#### Trecho do documento:
= = = = =

Ângela Vilma é poeta e professora adjunta de Teoria da Literatura no curso de Letras da Universidade Federal do Recôncavo da Bahia (UFRB).
Como você começa o seu dia? Você tem uma rotina matinal?
Eu começo o meu dia habitualmente péssima. É muito difícil acordar e dar de cara com o mundo, com a realidade. É doloroso. Eu acordo e fico na cama sofrendo, pensando, até ter a coragem de me levantar. Quase sempre acordo tarde, pois tenho insônia e durmo às 2, 3 horas da madrugada. Só acordo cedo quando preciso participar de alguma reunião, ou viajar, ou quando vou trabalhar à tarde, uma vez na semana. Nos outros dias acordo às onze horas, meio-dia, com uma tristeza danada. Encarar a densidade da realidade não é fácil, nunca foi fácil para mim.
Em que hora do dia você sente que trabalha melhor? Você tem algum ritual de preparação para a escrita?

= = = = =

#### Itens:
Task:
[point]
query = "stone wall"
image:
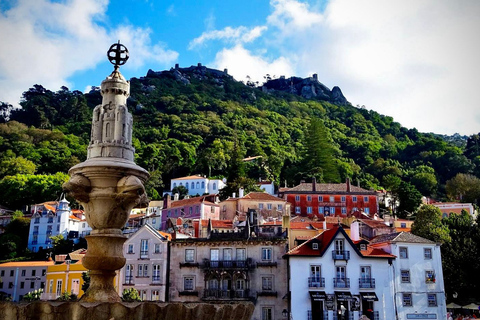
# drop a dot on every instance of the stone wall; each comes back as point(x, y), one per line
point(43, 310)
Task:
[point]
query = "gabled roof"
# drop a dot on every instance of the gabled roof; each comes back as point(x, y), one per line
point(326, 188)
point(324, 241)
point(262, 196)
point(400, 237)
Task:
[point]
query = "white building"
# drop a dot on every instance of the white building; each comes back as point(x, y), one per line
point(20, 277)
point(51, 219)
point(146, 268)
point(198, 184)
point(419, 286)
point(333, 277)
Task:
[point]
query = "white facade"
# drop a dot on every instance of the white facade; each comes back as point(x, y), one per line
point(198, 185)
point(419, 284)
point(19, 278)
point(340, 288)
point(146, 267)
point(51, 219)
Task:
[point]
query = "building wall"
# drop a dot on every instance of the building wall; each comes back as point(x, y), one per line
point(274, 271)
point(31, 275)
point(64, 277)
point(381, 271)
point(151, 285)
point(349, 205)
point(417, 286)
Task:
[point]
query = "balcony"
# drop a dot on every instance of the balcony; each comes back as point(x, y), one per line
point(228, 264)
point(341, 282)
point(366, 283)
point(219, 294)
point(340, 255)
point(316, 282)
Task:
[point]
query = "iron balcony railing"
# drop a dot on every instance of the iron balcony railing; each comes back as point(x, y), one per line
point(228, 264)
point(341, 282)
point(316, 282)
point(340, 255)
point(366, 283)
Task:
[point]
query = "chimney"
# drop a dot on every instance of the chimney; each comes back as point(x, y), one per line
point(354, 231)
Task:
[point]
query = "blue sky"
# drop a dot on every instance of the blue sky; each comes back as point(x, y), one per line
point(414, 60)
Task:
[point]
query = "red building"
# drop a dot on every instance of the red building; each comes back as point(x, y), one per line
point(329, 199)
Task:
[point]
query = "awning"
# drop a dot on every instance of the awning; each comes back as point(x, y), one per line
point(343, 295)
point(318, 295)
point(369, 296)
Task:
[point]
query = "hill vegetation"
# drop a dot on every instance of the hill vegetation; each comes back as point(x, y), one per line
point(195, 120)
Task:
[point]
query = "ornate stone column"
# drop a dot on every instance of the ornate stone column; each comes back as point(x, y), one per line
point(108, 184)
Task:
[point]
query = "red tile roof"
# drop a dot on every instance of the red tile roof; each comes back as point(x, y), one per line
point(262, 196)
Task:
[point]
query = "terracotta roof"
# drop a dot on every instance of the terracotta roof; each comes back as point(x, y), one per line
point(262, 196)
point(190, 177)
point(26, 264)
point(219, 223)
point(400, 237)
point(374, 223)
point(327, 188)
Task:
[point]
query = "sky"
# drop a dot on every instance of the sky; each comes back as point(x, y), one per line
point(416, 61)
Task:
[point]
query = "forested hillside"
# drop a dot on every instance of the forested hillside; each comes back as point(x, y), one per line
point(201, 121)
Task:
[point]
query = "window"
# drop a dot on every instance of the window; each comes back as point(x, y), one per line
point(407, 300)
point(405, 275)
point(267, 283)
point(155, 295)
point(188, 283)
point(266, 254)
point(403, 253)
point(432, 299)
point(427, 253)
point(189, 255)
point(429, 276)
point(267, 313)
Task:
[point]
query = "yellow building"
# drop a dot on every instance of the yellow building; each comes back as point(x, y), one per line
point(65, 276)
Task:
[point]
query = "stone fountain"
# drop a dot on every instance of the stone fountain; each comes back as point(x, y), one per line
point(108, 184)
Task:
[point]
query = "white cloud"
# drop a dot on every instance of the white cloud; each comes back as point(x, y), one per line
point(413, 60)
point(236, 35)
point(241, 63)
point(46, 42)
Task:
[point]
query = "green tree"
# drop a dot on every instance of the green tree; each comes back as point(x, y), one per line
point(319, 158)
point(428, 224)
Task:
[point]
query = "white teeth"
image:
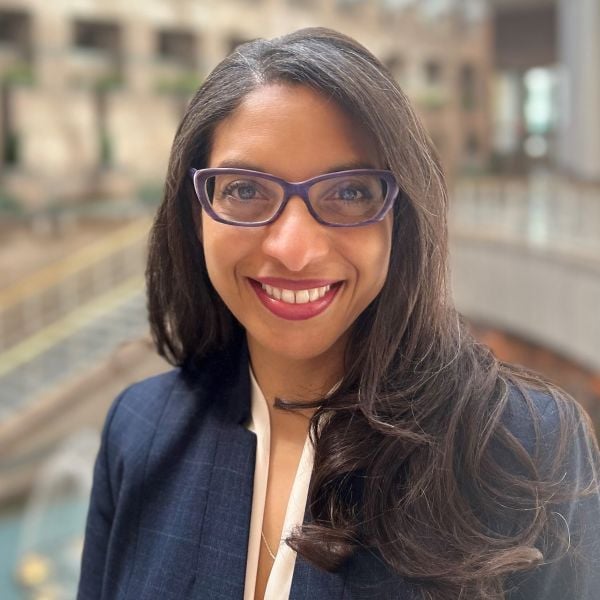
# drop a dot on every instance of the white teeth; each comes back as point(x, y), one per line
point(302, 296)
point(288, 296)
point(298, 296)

= = = = =

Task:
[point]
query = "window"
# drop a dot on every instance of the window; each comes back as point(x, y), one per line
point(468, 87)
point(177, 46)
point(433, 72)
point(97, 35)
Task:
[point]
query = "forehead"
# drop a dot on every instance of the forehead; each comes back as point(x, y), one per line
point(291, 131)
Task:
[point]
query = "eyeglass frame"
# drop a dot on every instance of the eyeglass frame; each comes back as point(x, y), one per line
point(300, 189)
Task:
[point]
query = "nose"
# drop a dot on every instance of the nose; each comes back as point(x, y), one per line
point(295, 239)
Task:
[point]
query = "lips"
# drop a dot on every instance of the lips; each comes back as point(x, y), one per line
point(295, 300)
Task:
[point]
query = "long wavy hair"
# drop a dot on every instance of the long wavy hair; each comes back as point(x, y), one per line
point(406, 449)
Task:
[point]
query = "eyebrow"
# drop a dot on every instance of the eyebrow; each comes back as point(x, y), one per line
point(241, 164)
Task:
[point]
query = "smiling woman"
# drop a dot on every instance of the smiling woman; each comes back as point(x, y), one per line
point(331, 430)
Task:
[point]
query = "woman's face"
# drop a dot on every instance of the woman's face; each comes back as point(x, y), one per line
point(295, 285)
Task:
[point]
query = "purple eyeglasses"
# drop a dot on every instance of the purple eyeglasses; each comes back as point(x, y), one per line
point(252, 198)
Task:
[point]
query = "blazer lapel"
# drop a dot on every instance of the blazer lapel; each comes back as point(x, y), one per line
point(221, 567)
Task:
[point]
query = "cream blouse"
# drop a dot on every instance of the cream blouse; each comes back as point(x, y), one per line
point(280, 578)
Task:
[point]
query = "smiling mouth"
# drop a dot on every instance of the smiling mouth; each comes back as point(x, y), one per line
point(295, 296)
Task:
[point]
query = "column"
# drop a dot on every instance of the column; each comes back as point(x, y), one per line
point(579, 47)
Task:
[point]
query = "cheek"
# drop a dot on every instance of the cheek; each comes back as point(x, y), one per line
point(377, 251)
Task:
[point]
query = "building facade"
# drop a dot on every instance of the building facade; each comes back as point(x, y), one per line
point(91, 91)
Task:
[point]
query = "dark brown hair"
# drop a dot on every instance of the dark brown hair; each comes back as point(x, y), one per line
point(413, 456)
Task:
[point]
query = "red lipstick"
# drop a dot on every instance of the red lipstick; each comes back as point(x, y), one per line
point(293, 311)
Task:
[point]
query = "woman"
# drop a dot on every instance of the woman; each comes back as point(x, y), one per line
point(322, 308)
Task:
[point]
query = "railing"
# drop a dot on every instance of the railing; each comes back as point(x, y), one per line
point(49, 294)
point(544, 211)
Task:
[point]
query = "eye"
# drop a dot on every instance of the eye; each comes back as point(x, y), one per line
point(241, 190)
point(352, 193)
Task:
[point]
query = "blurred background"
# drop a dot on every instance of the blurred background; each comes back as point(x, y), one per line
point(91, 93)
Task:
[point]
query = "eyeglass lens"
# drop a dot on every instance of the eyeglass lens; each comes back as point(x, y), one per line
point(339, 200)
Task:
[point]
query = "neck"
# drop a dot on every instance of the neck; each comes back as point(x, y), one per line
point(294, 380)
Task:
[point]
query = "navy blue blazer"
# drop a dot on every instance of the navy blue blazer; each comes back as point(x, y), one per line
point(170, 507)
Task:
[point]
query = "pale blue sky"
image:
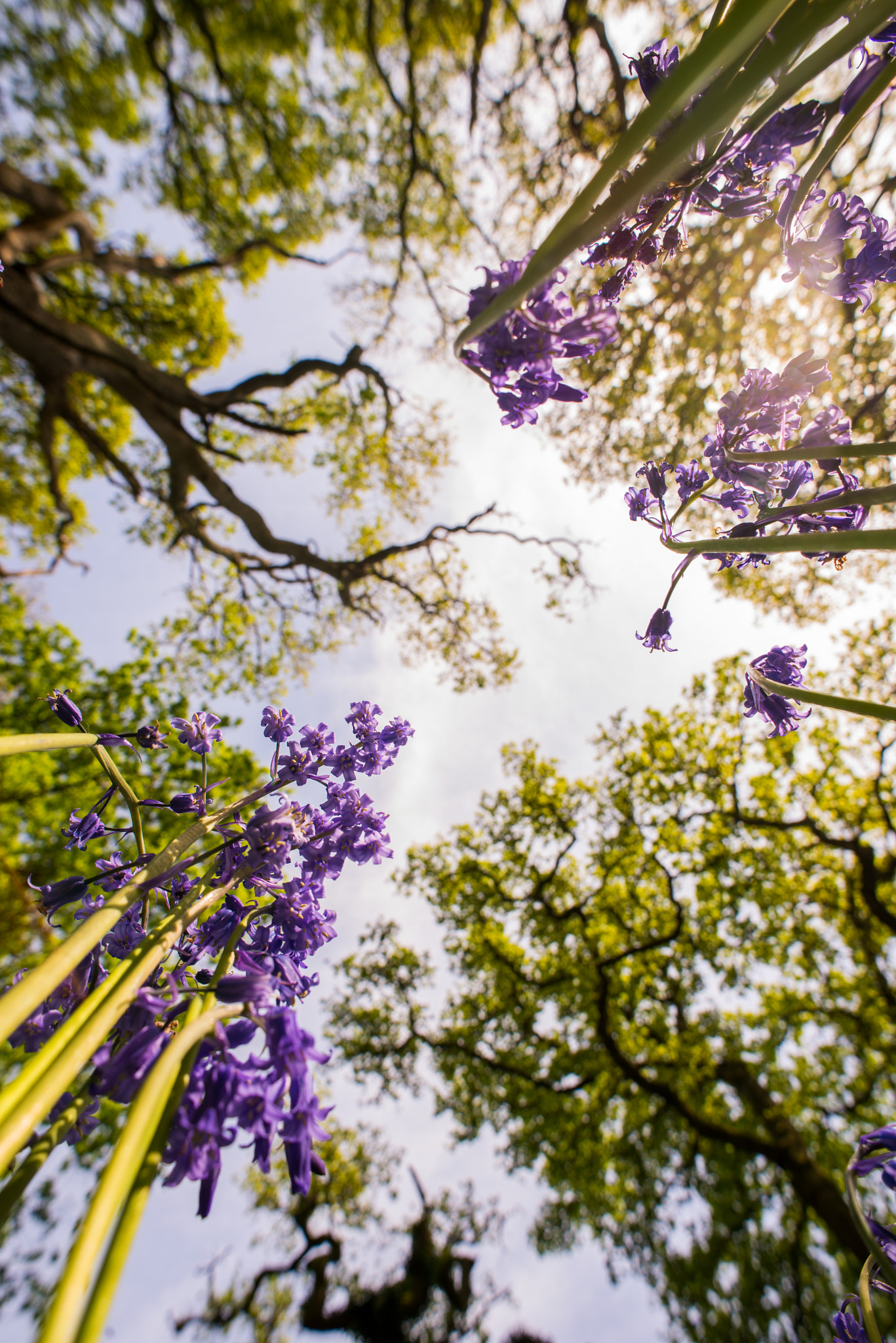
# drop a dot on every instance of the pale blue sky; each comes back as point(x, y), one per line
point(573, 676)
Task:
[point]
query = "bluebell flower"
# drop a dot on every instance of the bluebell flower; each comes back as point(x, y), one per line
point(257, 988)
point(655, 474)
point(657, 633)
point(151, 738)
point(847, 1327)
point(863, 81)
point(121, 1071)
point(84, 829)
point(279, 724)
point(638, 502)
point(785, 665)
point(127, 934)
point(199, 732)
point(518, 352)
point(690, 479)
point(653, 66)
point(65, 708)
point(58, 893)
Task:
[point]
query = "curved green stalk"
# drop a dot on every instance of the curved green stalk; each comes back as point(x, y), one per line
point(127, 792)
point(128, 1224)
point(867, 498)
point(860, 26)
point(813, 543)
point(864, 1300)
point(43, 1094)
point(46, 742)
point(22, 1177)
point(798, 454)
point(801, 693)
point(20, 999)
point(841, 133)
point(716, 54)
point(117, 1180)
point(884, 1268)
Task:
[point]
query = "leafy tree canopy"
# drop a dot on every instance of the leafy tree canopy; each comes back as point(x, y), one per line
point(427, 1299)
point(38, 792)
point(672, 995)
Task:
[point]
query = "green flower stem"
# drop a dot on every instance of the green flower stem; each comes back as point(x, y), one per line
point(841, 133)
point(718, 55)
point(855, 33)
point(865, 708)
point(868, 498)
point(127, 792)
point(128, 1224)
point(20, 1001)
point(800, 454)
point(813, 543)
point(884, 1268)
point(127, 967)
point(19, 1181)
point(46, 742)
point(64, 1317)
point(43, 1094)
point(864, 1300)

= = = = =

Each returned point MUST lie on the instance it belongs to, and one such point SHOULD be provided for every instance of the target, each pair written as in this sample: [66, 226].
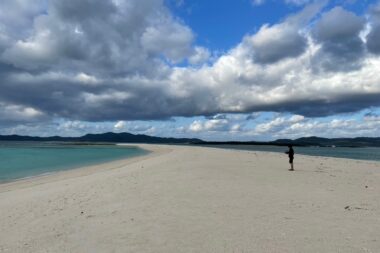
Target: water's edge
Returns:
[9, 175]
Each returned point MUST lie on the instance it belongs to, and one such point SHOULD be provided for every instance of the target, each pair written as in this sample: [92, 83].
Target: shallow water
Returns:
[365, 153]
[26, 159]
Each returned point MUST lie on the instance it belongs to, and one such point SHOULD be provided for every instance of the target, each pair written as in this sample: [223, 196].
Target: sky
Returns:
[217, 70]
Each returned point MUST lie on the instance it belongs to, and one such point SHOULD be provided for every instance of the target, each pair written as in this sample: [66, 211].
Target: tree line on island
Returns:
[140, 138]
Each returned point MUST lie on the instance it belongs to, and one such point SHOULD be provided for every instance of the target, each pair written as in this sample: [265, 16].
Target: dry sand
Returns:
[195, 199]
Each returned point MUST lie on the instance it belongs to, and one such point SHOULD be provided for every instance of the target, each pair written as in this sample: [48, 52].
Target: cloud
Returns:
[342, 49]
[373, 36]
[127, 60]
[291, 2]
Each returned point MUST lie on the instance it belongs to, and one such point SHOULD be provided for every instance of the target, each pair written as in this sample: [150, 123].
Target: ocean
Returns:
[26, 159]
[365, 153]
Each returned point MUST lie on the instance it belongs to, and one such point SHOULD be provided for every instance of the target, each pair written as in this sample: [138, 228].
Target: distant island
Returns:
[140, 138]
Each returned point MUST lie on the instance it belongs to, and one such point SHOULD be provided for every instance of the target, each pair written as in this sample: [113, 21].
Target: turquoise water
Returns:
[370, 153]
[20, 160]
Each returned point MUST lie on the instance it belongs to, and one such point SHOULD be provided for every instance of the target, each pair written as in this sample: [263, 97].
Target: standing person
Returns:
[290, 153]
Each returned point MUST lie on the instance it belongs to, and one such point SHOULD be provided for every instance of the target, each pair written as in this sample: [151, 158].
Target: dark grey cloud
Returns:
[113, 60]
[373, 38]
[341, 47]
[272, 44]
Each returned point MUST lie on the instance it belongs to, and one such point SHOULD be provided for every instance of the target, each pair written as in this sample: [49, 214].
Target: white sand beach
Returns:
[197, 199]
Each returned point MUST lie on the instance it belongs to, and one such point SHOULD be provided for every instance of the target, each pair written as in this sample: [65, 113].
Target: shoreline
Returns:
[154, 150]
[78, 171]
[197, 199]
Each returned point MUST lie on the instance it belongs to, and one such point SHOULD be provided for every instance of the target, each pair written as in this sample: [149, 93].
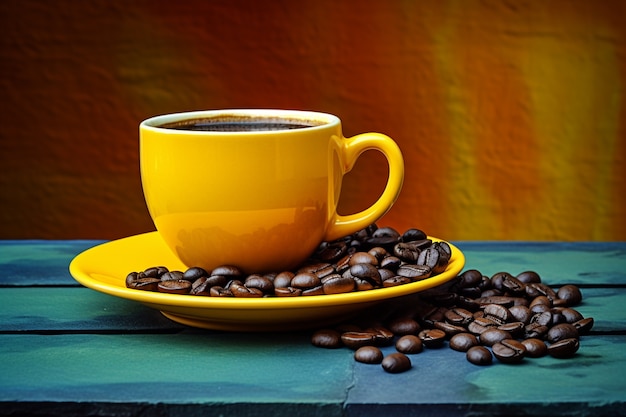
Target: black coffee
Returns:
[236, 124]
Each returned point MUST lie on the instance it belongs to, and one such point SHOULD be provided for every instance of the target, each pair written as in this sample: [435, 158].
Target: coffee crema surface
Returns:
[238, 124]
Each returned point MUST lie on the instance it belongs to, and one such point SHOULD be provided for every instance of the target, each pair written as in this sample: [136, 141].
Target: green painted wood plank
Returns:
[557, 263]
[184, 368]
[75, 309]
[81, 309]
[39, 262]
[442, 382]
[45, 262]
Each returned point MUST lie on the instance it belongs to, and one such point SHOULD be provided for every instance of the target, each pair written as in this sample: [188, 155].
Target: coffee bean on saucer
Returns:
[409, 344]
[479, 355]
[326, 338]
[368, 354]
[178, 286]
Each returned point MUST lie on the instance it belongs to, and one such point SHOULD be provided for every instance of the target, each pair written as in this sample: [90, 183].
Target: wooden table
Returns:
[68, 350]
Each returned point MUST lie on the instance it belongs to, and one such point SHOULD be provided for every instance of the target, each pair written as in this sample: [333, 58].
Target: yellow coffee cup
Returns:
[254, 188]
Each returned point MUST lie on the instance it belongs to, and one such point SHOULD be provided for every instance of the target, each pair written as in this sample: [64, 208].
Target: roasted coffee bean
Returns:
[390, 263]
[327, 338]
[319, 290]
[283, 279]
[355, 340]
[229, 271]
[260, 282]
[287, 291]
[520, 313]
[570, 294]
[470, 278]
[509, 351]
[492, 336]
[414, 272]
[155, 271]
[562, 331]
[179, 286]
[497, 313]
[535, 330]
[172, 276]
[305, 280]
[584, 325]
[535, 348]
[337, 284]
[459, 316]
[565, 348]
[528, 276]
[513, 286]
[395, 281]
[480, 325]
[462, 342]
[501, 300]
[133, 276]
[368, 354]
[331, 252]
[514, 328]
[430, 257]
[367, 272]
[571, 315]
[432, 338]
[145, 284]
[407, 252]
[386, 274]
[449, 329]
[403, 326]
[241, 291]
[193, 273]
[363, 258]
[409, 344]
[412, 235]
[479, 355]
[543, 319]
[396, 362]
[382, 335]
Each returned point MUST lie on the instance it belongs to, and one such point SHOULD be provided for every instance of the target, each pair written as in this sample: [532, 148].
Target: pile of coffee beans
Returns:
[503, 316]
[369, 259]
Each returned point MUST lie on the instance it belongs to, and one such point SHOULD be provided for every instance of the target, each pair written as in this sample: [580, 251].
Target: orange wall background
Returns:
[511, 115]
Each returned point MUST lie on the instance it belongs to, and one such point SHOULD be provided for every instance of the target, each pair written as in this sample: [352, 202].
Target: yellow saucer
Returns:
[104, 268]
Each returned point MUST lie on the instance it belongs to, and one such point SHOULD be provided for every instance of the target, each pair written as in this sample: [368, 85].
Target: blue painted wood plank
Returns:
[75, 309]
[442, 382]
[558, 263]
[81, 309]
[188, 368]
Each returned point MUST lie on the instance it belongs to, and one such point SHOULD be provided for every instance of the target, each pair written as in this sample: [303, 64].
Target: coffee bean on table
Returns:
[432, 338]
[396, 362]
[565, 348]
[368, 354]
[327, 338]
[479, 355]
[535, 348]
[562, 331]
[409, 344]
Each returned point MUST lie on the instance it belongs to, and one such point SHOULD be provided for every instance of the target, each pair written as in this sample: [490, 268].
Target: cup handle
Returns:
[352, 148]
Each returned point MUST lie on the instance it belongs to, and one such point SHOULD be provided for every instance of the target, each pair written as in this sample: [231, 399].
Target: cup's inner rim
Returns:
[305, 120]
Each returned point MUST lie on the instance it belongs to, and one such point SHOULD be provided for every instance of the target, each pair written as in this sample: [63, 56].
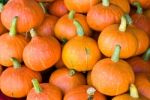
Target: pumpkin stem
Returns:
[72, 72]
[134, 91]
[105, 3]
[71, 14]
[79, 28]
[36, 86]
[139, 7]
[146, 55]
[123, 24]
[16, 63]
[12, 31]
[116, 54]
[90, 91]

= = = = =

#### Tarefa obrigatória:
Transcreva integralmente a entrevista com Ângela Vilma, sem mudar nenhuma palavra nem sinal de pontuação.

#### Solução abaixo:
Ângela Vilma é poeta e professora adjunta de Teoria da Literatura no curso de Letras da Universidade Federal do Recôncavo da Bahia (UFRB).
Como você começa o seu dia? Você tem uma rotina matinal?
Eu começo o meu dia habitualmente péssima. É muito difícil acordar e dar de cara com o mundo, com a realidade. É doloroso. Eu acordo e fico na cama sofrendo, pensando, até ter a coragem de me levantar. Quase sempre acordo tarde, pois tenho insônia e durmo às 2, 3 horas da madrugada. Só acordo cedo quando preciso participar de alguma reunião, ou viajar, ou quando vou trabalhar à tarde, uma vez na semana. Nos outros dias acordo às onze horas, meio-dia, com uma tristeza danada. Encarar a densidade da realidade não é fácil, nunca foi fácil para mim.
Em que hora do dia você sente que trabalha melhor? Você tem algum ritual de preparação para a escrita?